What you should do: The expected result is the segment of the entries that begins with the line containing "Task: mark one point on every instance of the stone urn" and ends with the last line, copied verbatim.

....

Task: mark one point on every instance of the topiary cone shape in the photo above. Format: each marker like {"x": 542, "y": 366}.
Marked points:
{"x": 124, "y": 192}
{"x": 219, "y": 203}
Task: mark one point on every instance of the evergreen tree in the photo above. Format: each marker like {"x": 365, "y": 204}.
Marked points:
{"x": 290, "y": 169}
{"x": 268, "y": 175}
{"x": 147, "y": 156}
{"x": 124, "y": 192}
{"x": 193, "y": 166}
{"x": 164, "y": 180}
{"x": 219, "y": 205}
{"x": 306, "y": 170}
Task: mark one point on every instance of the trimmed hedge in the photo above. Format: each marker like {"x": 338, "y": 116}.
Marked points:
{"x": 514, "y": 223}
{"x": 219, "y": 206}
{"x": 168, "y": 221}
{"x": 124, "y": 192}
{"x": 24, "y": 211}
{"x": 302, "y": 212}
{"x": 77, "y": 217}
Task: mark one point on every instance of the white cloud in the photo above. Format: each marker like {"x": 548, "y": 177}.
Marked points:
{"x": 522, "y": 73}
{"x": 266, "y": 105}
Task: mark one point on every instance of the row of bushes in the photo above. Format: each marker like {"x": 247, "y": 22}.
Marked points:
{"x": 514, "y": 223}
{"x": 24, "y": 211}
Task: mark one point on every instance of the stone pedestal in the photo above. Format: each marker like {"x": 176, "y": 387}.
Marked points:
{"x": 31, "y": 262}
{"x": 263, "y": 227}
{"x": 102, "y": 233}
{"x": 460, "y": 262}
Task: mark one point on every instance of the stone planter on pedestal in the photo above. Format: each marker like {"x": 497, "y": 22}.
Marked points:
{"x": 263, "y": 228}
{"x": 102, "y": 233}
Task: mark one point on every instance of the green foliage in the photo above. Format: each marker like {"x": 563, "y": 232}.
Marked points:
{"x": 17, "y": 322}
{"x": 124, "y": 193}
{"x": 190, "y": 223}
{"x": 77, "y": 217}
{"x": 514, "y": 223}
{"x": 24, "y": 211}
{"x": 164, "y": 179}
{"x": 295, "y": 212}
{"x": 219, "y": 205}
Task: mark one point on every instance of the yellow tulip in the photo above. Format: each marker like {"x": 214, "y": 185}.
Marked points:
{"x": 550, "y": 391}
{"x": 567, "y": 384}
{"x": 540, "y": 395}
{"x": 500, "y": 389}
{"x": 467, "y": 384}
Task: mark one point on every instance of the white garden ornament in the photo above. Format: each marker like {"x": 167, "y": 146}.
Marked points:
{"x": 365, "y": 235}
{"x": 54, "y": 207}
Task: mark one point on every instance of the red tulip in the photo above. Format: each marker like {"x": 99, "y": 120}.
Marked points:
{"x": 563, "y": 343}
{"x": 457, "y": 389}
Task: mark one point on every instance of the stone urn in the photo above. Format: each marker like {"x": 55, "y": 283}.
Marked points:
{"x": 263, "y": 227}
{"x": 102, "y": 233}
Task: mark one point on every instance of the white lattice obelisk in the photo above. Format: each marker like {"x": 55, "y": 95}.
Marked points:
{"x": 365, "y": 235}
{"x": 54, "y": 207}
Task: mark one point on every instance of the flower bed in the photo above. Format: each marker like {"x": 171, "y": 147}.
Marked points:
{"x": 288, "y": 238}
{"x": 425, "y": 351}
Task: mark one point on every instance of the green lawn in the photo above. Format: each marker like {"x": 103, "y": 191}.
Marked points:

....

Answer space:
Task: mark one point on every instance of the stone urn in the photo above. Format: each marker like {"x": 55, "y": 283}.
Marked points:
{"x": 263, "y": 227}
{"x": 102, "y": 233}
Task: mark one point on every instance of the white lattice obelisk in the photo above. Format: each marker like {"x": 55, "y": 95}.
Marked points:
{"x": 365, "y": 235}
{"x": 54, "y": 207}
Task: mark one point on every instance of the flower bed in the photo above. Format: each marker like {"x": 171, "y": 147}.
Marked points:
{"x": 288, "y": 238}
{"x": 425, "y": 351}
Task: mark one point on every instance of the green lawn in the photo above. Format: each marker like {"x": 103, "y": 191}.
Marked points:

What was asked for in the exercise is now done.